Objetivo ▸ Edite las líneas de los registros desde la que contiene "Practice. Place a marker on each instance of the round" hasta la que contiene "x=1206 y=282", ambas incluidas, y reemplace "metal fence" por "iron fence" sin modificar nada más.

◆ ◆ ◆

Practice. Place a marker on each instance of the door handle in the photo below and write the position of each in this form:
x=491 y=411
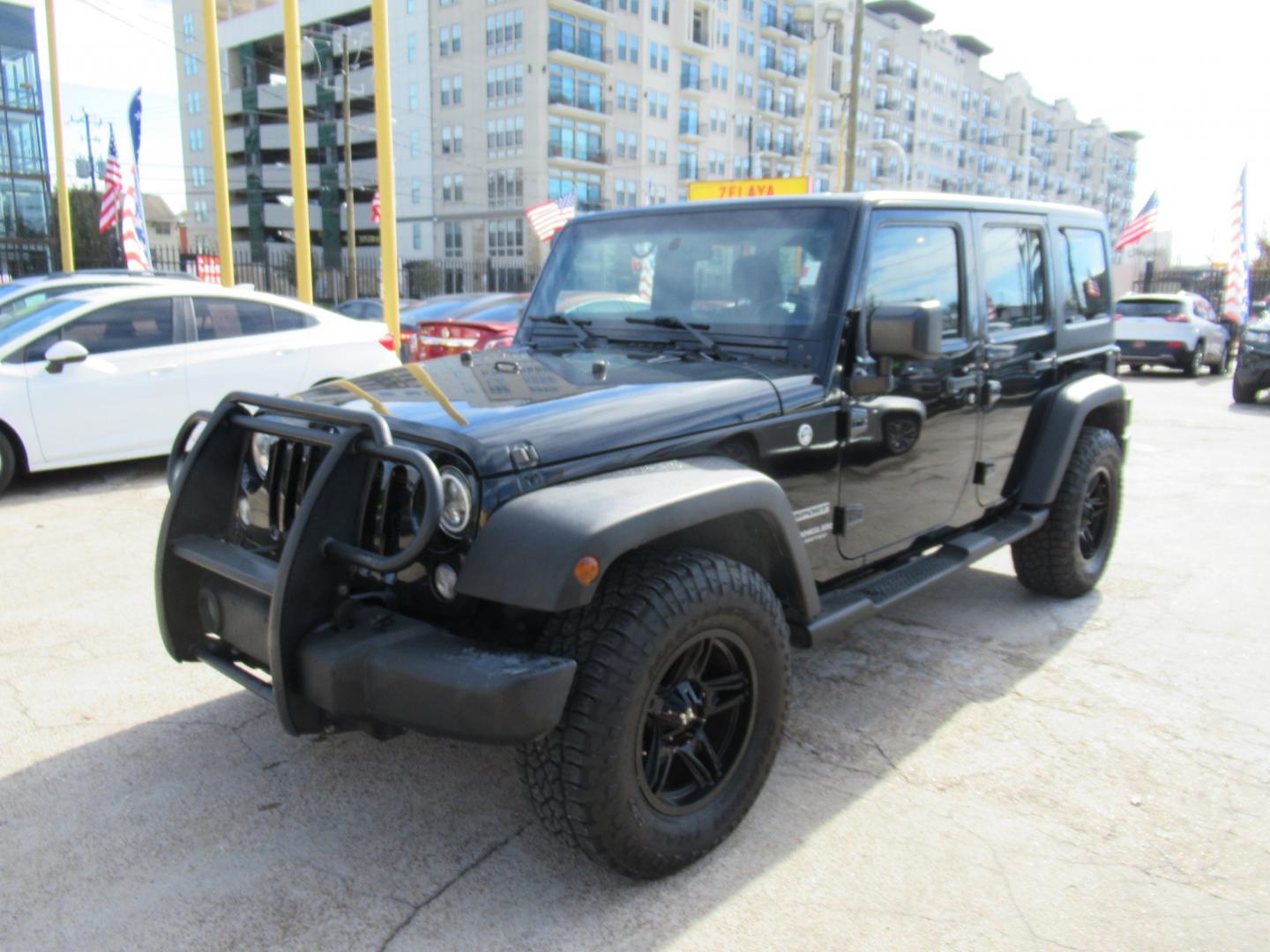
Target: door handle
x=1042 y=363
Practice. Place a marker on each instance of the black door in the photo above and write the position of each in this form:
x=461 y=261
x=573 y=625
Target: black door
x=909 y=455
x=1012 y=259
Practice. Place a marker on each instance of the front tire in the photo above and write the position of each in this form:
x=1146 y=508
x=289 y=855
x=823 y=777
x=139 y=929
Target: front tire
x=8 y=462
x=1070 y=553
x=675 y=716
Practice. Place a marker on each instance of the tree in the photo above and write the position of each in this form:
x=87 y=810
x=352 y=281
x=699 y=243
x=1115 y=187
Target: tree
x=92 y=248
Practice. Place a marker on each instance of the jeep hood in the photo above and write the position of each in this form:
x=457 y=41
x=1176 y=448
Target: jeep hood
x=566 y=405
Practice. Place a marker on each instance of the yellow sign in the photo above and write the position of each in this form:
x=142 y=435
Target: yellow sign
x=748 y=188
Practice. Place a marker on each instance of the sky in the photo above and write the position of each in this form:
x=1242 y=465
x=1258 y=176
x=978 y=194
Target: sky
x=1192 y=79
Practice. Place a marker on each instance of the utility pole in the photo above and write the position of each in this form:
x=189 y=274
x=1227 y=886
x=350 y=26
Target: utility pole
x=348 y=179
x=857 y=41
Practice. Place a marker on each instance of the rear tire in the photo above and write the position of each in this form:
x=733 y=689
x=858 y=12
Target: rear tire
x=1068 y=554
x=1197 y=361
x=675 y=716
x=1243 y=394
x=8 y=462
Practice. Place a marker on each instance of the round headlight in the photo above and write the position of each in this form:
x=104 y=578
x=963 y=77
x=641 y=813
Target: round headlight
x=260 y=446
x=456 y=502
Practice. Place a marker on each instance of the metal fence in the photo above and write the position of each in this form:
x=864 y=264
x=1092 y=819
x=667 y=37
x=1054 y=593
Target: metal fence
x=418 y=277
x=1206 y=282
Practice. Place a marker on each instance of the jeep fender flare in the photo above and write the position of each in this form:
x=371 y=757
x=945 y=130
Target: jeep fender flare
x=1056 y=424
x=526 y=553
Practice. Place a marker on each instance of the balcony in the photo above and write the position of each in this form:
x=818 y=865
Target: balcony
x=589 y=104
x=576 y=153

◆ ◆ ◆

Resultado obtenido ▸
Practice. Place a marker on each instance of the round headlight in the photo above and write the position of each in this form:
x=104 y=578
x=963 y=77
x=641 y=813
Target: round headlight
x=260 y=446
x=456 y=502
Practice. Place a marker on each instance of the iron fence in the photo above and write the position of each in this form:
x=864 y=264
x=1092 y=819
x=667 y=37
x=1054 y=593
Target: iron fence
x=418 y=277
x=1206 y=282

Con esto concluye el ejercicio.